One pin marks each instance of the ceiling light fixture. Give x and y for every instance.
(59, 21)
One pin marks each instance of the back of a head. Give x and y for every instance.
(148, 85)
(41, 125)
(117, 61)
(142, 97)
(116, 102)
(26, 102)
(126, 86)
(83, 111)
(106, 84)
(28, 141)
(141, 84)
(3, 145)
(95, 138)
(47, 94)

┄┄┄┄┄┄┄┄┄┄┄┄┄┄┄┄┄┄┄┄

▸ WHAT YOU HAVE TO DO: Rewrite the data above, replacing "instance" with "occurrence" everywhere it appears and leaving everything else unchanged.

▸ THE RESPONSE:
One pin marks each occurrence of the ceiling light fixture. Give x and y for every occurrence.
(59, 21)
One pin marks each occurrence of the back of a head. Give x and y for every occurrence.
(148, 85)
(41, 125)
(117, 61)
(142, 97)
(116, 102)
(26, 102)
(126, 86)
(83, 111)
(106, 84)
(28, 141)
(141, 84)
(3, 145)
(95, 138)
(47, 94)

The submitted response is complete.